__Direction__:
Would you repeat the lines from the one with "Exercise. Locate the front door" through the final line, both included, and nothing else? No pictures belong in the copy.

__Data for processing__:
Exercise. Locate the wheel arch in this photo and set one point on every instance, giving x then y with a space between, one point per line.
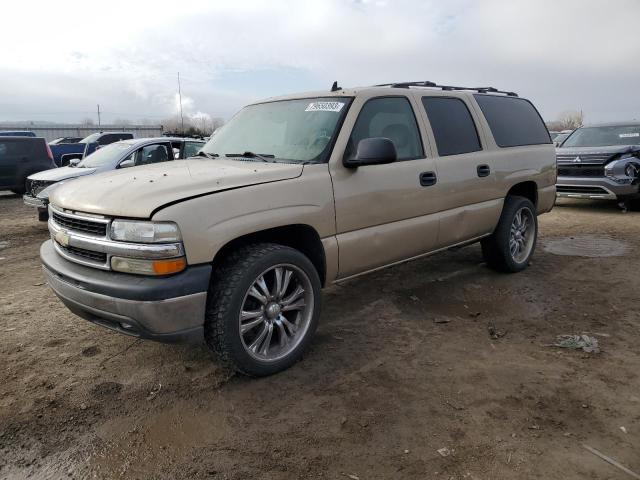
528 189
301 237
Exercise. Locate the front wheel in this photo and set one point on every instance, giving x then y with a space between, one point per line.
263 308
511 245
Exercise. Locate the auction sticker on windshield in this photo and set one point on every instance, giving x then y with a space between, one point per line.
324 107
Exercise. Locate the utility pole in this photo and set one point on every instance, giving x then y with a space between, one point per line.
180 98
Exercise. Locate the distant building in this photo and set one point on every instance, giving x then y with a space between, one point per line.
51 132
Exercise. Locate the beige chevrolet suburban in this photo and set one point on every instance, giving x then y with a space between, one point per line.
294 193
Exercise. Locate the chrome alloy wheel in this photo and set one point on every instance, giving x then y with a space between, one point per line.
276 312
522 235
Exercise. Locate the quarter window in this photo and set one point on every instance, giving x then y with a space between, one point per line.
452 125
392 118
513 121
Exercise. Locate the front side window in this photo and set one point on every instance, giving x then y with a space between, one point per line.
392 118
298 131
513 121
152 154
452 125
191 148
604 136
106 155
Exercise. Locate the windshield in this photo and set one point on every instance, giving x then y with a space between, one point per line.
90 139
604 136
561 137
106 155
288 130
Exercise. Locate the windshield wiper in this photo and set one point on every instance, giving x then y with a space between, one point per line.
265 157
206 154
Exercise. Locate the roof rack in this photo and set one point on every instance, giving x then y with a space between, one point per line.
445 87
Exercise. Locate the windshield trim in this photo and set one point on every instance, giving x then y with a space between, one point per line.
326 154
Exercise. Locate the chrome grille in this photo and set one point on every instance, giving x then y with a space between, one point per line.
80 225
577 170
83 253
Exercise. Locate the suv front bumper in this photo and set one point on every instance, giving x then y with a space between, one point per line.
166 309
594 187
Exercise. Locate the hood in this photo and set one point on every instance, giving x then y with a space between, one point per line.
138 191
62 173
594 154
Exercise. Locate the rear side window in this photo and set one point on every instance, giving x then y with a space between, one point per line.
14 148
392 118
513 121
452 125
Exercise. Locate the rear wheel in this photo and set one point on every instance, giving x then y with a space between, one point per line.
263 308
513 242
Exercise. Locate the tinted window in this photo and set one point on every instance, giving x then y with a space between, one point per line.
392 118
191 148
452 125
152 154
513 121
14 148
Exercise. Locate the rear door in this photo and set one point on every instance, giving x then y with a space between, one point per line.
465 169
384 212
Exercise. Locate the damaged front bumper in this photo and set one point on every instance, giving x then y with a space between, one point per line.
166 309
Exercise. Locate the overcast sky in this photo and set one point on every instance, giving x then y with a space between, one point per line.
60 58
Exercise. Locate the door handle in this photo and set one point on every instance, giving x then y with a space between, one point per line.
428 178
484 170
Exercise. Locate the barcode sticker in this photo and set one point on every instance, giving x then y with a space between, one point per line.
324 107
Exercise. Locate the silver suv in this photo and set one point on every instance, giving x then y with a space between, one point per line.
293 194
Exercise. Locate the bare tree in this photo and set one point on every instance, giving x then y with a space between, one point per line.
571 119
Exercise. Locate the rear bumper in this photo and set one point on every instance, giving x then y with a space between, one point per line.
596 188
166 309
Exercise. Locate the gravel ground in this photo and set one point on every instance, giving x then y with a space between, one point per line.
403 366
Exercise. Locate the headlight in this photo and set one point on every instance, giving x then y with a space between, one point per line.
145 232
624 170
148 267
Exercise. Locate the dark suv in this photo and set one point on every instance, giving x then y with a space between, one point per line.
21 157
601 162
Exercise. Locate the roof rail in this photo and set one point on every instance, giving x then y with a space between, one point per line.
429 84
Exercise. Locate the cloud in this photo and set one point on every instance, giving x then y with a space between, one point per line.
563 55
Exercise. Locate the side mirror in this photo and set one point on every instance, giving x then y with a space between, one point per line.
70 159
373 151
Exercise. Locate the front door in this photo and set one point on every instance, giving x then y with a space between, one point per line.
468 202
384 213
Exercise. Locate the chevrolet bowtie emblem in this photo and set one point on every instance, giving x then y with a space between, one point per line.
62 238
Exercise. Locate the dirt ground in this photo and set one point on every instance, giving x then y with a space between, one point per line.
402 366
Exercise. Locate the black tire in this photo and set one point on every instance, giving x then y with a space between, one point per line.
496 249
230 282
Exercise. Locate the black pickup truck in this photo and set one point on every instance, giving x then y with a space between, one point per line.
21 157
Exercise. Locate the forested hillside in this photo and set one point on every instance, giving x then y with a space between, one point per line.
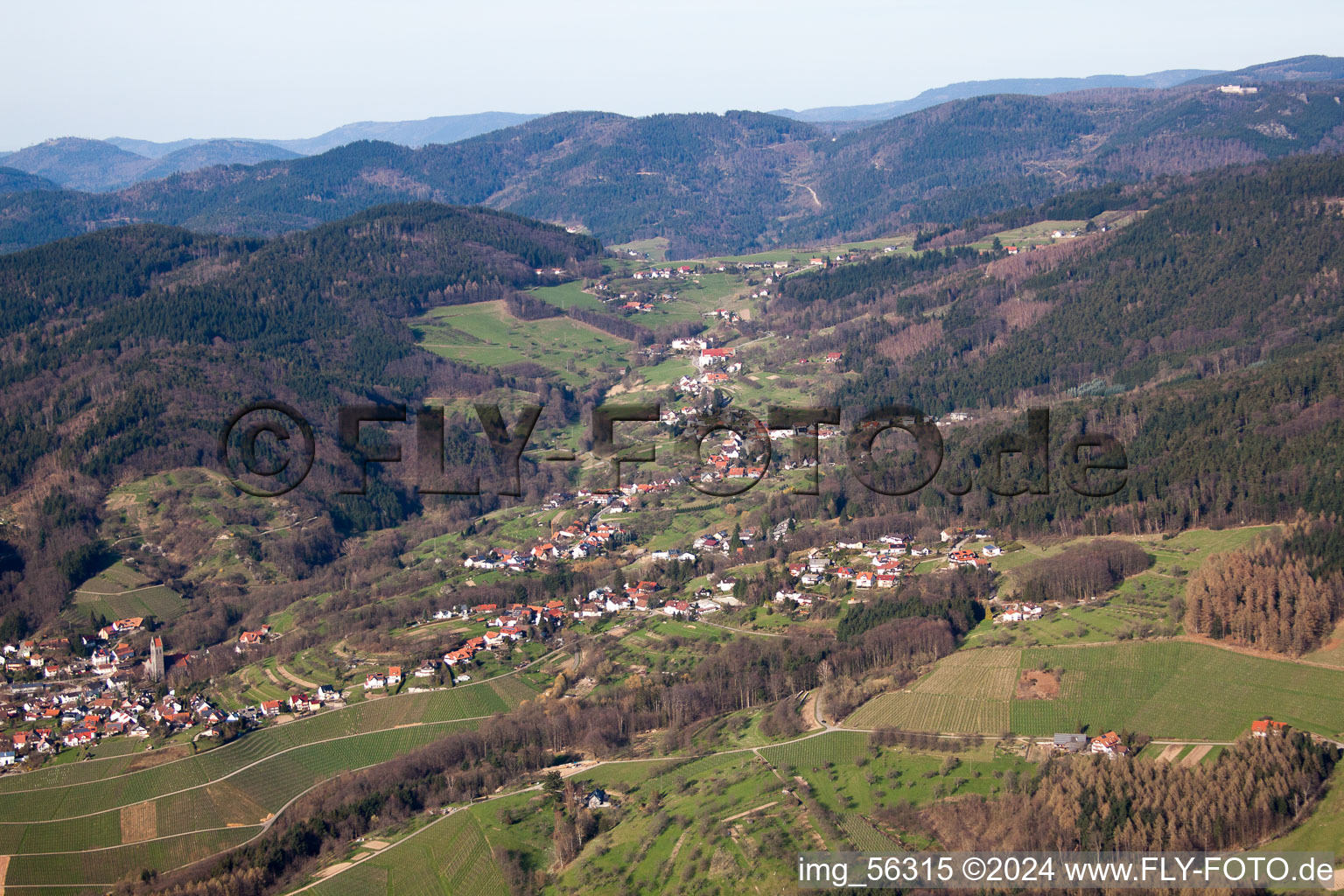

__Solution to this problem__:
Exercise. Locate the front door in this photo and set one point on every instance, giving x then y with a space between, one point per line.
468 202
384 213
Exercise. Locate the chevrolet bowtie emblem in this photo and set one point on every instance, giving x then y with a space between, one point per line.
62 238
Exercise. Locate the dirt ground in this photo and set one point on every instance, giving x then y with a space between, one point per line.
402 366
Exercise. Locate the black tire in this photo and set one point on every instance, giving x then y with a space between, one point per line.
496 249
230 282
Exercise. Locate the black pickup truck in this photo and set one point on every instance, giving x then y with a space between, one point per line.
21 157
Exercise. Locate the forested hillside in this photo and set one point on every instance, giving x then y with a space between, one point per line.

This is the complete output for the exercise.